Task goal:
Rewrite the rows starting with the line that contains "Accessibility service: describe the location of forehead" and going on through the line that contains "125,41 -> 232,99", changing "forehead" to "brow" and leaving everything else as it is.

Items:
· · · · · · ·

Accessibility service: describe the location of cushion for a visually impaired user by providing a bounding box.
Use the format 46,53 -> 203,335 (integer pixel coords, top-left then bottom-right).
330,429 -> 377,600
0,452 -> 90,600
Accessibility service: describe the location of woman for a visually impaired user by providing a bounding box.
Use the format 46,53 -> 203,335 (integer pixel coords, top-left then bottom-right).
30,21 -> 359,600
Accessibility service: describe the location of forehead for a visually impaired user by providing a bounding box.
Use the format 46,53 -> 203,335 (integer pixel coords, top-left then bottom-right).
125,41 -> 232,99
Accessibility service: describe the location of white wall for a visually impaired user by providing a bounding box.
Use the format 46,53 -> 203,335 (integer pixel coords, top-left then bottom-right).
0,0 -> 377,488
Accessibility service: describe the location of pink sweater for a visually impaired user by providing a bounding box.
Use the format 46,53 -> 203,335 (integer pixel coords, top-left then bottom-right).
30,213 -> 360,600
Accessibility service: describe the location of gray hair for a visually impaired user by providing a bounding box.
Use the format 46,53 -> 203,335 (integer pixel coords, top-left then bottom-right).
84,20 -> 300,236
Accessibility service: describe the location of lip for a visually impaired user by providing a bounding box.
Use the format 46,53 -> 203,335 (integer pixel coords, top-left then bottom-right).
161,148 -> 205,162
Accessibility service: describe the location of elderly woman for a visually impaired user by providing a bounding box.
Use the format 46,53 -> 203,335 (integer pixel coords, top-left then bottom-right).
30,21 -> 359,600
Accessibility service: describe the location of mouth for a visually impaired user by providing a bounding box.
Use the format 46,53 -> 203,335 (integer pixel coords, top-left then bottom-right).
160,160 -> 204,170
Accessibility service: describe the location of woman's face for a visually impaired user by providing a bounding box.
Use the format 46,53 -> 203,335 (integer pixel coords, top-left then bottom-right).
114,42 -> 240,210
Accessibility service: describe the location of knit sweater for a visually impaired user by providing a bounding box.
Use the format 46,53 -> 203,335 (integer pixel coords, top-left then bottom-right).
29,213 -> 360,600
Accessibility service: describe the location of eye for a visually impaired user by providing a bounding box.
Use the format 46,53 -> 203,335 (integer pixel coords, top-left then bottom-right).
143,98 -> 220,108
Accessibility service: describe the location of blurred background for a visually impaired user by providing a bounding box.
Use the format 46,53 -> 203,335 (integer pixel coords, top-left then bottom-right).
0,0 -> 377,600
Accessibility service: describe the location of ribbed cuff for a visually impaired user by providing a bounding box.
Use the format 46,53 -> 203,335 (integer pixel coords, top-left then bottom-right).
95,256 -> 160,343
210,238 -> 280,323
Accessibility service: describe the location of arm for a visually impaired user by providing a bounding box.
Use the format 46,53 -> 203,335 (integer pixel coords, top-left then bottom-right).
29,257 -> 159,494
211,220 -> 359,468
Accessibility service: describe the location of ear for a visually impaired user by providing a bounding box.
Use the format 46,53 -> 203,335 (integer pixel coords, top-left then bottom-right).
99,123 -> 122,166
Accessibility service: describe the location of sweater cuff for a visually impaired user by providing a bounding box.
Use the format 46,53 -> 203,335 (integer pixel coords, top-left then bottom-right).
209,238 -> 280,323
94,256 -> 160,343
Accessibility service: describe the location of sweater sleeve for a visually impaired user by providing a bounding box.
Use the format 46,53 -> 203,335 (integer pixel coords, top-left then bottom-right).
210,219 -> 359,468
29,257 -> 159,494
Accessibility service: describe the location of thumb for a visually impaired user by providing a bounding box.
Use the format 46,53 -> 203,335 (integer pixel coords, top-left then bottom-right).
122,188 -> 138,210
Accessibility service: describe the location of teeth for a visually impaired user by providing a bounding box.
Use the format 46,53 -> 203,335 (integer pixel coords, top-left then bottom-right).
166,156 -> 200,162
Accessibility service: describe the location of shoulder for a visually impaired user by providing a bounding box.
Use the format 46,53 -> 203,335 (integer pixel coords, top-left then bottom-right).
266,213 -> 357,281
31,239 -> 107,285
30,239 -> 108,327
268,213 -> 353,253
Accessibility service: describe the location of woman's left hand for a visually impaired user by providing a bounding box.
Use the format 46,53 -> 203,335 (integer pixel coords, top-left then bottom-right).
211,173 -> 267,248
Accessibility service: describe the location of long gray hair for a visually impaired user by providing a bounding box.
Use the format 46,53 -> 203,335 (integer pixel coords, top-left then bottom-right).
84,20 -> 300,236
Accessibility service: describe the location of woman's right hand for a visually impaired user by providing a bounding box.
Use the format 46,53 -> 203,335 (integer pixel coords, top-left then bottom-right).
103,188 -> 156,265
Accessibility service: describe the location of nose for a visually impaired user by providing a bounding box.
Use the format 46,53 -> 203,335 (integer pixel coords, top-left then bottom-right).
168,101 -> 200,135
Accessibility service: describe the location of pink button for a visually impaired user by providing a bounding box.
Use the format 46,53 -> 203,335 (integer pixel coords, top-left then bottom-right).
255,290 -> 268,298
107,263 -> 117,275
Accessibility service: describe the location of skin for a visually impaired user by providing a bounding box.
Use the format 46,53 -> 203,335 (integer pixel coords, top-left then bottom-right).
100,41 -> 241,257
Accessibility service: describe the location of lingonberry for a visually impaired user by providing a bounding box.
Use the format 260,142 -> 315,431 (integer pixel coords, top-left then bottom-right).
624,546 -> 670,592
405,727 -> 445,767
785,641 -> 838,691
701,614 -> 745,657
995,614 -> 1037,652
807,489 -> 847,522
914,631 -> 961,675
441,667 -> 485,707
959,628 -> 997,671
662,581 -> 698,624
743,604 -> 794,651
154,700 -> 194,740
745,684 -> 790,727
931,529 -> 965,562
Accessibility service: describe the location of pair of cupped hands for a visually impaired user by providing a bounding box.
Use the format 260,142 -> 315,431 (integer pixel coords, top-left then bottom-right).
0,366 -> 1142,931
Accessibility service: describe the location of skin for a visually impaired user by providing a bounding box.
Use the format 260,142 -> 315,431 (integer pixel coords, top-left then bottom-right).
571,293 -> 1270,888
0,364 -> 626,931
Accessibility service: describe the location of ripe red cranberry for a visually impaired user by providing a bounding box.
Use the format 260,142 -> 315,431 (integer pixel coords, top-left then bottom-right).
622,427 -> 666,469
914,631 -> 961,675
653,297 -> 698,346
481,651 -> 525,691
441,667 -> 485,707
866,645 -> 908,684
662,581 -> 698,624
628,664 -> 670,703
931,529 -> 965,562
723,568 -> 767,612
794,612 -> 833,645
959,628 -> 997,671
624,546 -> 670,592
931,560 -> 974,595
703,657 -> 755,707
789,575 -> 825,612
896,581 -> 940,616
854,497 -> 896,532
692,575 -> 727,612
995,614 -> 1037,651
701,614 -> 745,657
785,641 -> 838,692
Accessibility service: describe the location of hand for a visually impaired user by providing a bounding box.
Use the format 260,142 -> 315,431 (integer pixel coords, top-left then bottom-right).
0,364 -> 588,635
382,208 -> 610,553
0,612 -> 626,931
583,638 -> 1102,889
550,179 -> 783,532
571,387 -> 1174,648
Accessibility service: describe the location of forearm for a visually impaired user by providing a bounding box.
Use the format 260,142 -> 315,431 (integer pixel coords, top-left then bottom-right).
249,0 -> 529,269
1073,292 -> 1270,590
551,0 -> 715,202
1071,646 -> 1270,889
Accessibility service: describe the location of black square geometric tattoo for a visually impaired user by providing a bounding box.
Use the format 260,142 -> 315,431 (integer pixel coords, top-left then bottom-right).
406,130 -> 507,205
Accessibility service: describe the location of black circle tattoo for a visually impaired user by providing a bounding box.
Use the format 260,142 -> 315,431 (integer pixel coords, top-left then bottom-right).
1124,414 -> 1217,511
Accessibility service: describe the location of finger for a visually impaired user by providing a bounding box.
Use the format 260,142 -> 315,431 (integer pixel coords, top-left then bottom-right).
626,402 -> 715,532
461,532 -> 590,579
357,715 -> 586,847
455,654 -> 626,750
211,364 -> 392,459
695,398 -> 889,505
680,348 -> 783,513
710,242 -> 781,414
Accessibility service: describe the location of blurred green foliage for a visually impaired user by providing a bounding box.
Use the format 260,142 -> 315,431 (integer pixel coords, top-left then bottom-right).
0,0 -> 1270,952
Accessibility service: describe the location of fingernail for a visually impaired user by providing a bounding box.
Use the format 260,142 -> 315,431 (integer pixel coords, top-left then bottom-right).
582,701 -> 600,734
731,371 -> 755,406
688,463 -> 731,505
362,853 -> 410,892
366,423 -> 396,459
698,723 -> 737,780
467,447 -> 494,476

· · · · · · ·

Result for this exercise:
Accessibility service: describe the location of brow for a visually impaired user by providing a bounding box.
Use the format 46,53 -> 203,335 (integer pixel coords, top-left then bottom-right).
125,41 -> 232,99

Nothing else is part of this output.